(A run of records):
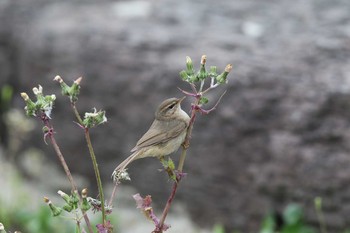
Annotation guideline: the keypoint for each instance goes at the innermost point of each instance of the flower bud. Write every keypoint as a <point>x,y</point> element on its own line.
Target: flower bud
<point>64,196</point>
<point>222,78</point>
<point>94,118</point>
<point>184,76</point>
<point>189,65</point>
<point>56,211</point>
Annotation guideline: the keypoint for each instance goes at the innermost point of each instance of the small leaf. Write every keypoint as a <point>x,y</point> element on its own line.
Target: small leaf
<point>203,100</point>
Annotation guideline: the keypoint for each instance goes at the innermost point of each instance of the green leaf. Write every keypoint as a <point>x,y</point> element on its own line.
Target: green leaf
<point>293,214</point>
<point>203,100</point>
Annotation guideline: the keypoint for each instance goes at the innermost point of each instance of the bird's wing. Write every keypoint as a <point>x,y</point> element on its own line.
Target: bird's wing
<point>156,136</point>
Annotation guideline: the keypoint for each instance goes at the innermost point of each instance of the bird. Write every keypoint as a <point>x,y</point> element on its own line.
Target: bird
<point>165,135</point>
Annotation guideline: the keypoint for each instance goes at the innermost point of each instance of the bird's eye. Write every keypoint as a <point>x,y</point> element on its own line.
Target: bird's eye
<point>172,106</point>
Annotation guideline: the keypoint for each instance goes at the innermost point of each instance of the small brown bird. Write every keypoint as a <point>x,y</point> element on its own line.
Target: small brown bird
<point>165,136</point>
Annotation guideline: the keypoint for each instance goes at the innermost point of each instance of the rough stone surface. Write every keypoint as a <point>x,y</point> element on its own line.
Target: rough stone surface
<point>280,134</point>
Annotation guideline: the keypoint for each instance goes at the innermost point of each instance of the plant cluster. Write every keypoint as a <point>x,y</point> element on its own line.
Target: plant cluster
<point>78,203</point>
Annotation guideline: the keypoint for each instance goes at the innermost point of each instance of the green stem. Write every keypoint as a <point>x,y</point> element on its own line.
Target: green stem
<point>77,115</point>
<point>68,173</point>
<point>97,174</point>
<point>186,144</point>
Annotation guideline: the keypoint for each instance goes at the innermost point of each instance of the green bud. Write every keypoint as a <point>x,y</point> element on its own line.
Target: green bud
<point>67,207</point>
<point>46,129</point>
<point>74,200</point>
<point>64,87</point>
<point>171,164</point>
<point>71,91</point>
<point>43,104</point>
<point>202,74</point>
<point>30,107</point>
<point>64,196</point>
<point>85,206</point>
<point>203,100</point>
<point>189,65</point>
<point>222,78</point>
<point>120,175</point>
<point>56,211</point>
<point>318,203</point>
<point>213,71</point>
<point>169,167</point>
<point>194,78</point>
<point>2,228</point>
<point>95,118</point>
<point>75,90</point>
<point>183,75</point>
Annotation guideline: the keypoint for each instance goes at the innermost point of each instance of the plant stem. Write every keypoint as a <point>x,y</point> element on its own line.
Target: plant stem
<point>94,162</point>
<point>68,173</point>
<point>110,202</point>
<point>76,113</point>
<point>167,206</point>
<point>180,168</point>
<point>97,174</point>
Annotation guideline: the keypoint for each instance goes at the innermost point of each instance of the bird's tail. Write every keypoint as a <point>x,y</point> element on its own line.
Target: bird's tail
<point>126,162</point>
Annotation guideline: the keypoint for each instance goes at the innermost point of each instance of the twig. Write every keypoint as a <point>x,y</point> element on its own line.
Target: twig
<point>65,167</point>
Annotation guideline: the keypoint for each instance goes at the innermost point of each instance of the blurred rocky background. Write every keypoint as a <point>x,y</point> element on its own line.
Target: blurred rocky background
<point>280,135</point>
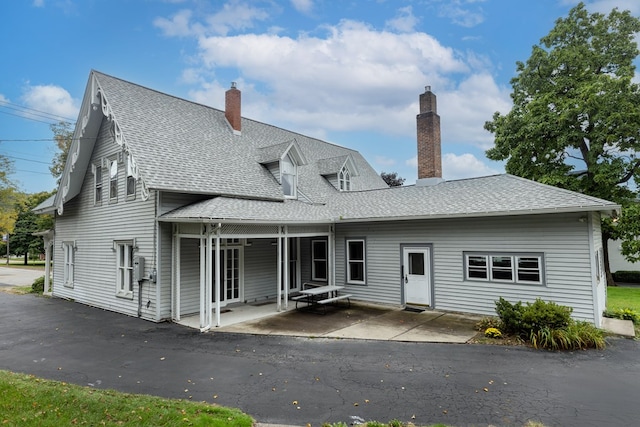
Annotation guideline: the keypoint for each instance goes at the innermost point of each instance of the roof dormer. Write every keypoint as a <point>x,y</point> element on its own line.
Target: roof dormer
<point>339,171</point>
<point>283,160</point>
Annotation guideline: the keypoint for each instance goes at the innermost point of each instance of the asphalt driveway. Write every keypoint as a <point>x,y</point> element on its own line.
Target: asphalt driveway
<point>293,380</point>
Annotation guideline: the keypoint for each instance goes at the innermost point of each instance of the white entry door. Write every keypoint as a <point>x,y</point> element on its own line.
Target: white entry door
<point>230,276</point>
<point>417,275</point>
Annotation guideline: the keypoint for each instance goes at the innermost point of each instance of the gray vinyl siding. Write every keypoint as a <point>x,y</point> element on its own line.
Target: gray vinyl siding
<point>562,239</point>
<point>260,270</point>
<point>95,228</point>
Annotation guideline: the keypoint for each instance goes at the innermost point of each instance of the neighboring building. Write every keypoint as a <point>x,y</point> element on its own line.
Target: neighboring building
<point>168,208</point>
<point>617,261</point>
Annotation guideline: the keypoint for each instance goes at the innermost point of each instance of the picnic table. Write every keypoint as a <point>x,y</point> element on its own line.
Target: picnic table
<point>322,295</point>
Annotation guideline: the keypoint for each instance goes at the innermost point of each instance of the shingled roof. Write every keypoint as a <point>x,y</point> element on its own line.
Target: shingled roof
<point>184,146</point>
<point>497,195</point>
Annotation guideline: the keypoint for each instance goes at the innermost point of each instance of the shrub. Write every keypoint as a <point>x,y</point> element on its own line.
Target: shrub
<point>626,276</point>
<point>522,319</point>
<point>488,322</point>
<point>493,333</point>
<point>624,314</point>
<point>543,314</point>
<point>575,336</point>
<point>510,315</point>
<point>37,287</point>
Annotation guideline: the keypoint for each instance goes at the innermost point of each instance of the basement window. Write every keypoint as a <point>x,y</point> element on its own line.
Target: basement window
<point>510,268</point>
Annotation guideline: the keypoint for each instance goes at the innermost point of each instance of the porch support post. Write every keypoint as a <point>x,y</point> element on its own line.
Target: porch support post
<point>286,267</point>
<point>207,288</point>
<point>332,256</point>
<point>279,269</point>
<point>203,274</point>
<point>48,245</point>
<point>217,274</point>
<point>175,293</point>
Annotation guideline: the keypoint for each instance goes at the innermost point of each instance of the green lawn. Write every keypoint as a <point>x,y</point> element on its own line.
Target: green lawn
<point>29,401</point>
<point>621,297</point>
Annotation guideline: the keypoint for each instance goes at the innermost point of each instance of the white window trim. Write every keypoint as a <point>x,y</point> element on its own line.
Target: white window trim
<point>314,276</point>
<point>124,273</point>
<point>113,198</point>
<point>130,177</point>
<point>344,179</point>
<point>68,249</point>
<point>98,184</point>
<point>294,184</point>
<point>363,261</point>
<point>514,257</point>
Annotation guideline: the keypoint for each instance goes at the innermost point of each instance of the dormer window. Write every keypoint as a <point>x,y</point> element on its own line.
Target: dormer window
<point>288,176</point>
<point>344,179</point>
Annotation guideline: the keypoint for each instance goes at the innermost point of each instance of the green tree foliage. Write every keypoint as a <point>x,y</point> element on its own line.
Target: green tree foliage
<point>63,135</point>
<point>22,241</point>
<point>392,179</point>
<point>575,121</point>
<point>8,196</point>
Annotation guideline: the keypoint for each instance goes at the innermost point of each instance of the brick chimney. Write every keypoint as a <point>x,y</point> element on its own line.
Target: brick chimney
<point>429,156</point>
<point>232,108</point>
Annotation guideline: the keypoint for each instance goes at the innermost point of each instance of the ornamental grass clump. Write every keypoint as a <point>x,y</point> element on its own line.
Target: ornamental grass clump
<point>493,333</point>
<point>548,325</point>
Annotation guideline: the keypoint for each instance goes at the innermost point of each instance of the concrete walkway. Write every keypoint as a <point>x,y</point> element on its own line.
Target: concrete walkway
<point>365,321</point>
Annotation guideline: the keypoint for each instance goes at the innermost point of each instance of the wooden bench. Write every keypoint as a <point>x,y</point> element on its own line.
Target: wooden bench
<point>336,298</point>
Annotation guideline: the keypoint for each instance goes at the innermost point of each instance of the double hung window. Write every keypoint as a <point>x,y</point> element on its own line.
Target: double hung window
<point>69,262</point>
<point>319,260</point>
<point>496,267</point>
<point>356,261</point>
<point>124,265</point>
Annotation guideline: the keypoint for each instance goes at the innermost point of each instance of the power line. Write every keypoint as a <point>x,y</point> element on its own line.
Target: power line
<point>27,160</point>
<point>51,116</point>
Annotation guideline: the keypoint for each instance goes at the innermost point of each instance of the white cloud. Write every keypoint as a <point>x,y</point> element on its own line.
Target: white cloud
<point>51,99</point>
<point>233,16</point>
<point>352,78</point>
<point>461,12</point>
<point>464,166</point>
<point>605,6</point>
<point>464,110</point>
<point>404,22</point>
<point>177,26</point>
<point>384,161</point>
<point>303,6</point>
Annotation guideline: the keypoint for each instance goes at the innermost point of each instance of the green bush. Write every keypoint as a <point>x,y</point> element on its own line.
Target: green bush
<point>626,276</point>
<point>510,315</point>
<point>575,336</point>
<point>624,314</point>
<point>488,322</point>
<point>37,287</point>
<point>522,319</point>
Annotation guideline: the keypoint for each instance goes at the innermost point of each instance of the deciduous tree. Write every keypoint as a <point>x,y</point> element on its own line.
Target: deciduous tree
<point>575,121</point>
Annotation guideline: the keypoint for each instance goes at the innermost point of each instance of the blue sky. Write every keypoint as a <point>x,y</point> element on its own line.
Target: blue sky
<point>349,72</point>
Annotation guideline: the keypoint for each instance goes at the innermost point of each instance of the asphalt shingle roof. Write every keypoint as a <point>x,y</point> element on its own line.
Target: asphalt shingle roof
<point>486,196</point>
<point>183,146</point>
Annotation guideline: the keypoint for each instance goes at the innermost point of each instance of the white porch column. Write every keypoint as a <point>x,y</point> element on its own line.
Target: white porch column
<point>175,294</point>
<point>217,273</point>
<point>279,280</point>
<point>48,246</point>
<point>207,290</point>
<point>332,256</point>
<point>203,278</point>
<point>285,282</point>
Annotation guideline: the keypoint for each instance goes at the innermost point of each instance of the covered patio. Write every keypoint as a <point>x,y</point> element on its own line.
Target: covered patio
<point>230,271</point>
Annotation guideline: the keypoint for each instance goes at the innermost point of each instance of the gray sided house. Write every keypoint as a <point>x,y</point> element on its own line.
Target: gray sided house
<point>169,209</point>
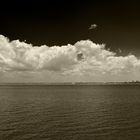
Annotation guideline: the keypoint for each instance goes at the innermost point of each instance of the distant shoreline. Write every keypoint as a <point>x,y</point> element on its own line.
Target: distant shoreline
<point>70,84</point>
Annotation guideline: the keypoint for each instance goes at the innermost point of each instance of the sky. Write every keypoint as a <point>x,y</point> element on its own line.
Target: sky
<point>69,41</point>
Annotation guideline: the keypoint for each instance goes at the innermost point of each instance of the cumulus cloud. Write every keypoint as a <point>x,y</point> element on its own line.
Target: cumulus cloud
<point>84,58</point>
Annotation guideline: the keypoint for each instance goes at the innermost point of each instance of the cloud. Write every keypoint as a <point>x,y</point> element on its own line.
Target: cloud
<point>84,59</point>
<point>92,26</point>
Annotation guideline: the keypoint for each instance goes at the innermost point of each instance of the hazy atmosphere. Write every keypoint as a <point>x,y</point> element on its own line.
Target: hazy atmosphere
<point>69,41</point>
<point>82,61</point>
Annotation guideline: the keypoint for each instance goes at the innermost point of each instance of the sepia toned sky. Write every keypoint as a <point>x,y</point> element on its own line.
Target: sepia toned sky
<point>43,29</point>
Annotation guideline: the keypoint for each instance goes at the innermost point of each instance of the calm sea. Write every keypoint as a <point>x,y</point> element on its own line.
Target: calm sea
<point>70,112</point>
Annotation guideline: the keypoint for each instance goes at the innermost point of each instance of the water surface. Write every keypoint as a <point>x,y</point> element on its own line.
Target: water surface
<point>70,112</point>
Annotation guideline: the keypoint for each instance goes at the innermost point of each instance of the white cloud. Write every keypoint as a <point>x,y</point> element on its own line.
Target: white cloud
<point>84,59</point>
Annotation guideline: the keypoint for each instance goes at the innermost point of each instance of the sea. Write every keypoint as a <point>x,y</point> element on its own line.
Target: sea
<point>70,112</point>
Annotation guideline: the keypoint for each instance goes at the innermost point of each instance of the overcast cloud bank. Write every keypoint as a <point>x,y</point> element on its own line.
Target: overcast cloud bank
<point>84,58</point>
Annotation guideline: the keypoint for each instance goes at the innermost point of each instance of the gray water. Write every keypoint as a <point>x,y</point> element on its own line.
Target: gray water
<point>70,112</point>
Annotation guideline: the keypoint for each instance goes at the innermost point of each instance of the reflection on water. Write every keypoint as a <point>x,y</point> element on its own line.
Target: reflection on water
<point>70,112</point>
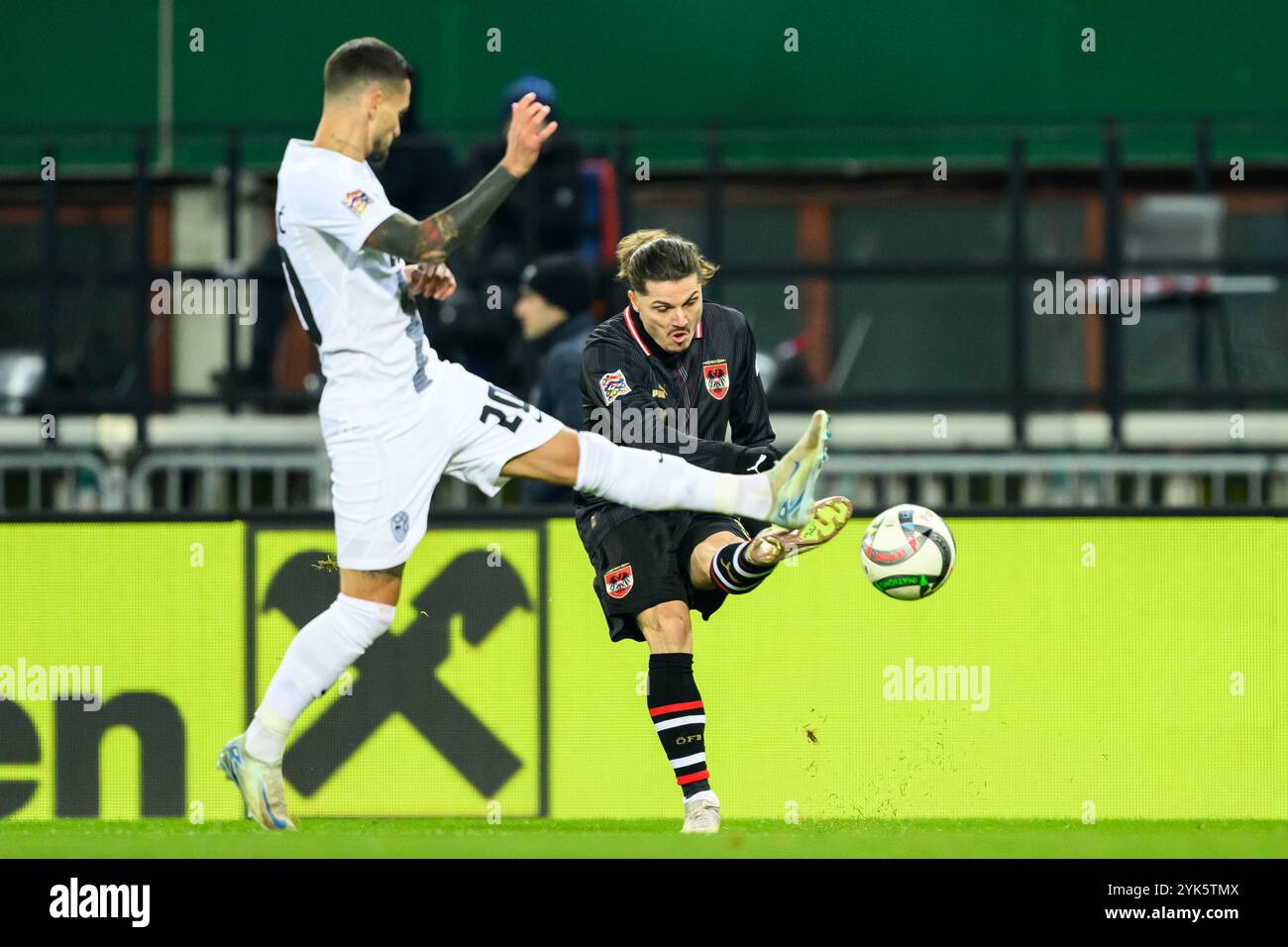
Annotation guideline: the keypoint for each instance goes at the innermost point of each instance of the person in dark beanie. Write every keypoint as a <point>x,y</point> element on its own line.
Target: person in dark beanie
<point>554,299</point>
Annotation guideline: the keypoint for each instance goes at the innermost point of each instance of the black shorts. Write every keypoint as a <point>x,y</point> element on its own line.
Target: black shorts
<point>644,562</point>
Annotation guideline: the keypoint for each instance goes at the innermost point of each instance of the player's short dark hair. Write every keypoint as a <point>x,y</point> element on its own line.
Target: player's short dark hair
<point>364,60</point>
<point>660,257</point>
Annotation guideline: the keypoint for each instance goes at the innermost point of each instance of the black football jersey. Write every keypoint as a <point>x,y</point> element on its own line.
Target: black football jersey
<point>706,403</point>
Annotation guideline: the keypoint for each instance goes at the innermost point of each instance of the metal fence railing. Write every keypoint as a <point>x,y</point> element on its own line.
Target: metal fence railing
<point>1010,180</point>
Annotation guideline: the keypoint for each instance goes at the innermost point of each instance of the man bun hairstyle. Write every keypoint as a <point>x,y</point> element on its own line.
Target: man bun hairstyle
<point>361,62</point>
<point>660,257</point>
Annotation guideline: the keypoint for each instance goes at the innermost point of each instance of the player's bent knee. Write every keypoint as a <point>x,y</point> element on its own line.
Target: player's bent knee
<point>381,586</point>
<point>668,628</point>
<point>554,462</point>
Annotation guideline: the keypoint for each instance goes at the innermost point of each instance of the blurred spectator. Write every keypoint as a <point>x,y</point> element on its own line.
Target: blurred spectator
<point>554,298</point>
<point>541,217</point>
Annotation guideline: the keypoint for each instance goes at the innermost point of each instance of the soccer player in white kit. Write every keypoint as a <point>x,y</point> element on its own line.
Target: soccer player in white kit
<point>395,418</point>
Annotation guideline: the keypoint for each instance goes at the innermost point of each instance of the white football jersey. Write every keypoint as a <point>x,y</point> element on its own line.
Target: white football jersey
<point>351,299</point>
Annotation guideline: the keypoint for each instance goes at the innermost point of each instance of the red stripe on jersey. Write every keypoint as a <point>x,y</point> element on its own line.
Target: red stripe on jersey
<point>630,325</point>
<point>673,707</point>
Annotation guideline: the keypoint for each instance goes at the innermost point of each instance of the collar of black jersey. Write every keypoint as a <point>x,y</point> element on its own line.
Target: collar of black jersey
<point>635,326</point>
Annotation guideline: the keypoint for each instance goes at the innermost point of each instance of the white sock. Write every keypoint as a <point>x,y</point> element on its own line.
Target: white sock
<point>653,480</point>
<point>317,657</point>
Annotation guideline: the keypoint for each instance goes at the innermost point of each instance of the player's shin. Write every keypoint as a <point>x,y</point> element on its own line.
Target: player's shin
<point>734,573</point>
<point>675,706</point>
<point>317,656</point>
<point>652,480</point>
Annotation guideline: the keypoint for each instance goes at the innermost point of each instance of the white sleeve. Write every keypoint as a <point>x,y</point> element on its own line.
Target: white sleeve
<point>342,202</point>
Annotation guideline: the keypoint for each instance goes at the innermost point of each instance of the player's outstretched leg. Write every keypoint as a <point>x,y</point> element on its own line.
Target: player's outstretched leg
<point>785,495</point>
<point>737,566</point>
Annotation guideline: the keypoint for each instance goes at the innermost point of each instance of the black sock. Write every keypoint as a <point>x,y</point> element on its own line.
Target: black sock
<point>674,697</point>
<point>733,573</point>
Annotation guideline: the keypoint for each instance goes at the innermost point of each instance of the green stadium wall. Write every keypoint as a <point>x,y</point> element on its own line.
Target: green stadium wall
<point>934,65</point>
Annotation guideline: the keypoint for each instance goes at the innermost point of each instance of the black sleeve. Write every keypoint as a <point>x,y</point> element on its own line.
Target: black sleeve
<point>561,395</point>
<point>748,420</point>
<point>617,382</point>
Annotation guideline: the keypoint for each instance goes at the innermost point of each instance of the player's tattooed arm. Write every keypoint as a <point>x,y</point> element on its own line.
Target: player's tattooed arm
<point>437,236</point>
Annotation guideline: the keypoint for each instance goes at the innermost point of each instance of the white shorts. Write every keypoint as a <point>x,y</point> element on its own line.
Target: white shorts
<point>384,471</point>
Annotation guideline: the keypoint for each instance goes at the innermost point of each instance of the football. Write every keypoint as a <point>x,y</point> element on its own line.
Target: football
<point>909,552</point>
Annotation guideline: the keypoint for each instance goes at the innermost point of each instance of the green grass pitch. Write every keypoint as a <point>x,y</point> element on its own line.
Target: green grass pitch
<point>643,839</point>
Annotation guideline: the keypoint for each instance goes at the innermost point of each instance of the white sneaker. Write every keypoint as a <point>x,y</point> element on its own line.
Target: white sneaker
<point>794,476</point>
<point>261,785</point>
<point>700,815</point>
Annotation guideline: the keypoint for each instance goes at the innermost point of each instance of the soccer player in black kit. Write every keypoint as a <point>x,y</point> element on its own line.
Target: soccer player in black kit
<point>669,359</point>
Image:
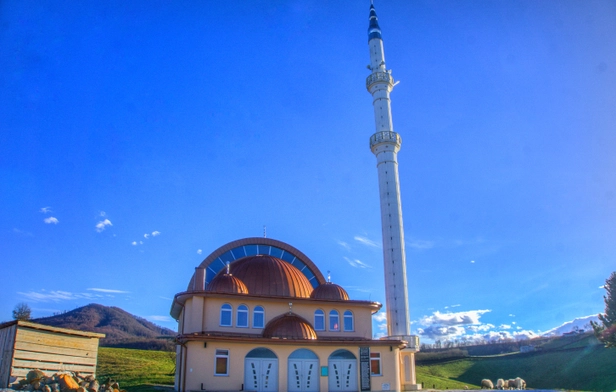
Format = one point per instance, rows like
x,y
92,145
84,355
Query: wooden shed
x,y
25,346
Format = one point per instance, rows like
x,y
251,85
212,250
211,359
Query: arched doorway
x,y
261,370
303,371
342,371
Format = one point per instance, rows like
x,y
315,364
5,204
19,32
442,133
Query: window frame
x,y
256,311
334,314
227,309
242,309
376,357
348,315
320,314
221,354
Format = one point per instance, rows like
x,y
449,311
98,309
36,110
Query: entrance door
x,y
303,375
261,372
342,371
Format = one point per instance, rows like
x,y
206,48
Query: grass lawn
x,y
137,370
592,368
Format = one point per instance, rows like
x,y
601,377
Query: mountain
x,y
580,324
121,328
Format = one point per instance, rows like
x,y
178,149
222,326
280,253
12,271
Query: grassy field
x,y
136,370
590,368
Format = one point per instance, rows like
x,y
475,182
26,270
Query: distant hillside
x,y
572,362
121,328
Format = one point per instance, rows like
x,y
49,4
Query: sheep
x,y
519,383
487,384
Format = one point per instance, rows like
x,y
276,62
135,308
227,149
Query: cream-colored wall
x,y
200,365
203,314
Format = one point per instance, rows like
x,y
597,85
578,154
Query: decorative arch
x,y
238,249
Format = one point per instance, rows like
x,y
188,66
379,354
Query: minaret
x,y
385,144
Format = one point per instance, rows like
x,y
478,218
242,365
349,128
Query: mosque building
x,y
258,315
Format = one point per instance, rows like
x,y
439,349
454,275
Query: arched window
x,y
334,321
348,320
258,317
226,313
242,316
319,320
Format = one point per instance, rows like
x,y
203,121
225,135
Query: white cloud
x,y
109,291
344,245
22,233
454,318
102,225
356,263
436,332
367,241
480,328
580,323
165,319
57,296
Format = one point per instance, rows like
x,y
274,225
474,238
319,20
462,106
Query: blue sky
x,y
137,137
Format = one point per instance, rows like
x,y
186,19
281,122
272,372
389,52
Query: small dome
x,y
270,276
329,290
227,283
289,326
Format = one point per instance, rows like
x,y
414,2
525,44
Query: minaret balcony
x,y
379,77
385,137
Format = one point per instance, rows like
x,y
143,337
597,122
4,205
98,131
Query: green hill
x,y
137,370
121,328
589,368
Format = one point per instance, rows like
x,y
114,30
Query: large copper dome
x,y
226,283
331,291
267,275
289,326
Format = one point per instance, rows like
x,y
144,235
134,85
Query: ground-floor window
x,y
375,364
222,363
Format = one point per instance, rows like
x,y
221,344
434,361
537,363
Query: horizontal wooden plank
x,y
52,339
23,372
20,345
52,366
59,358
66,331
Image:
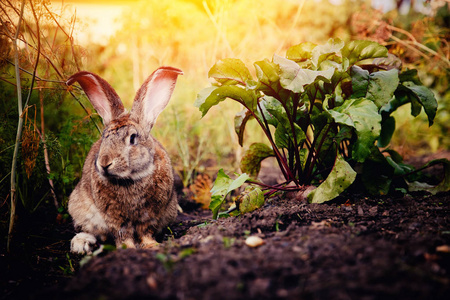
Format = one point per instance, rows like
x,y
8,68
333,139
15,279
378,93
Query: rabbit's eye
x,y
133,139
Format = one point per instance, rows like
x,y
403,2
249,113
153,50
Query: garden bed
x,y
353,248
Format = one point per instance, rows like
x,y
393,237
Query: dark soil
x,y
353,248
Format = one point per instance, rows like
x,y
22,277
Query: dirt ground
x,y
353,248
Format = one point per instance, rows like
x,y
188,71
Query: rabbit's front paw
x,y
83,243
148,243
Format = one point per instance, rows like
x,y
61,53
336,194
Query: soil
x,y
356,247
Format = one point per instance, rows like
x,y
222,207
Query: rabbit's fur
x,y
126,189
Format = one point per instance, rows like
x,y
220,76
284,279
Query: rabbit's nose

(EXERCISE TASK):
Lay out the lines starting with the one containing "of the hazy" and going on through the one containing "<point>82,61</point>" as a two-column CSV with the columns text and answer. Give one row per entry, with each in its own quoted field and line breaks replaced by spaces.

(WORKED SOLUTION):
text,answer
"Annotation guideline: the keypoint for each instance goes at the innermost point of each instance of the hazy atmosphere. Write every keypoint as a <point>x,y</point> element on its own line. Target: hazy atmosphere","<point>69,41</point> <point>82,61</point>"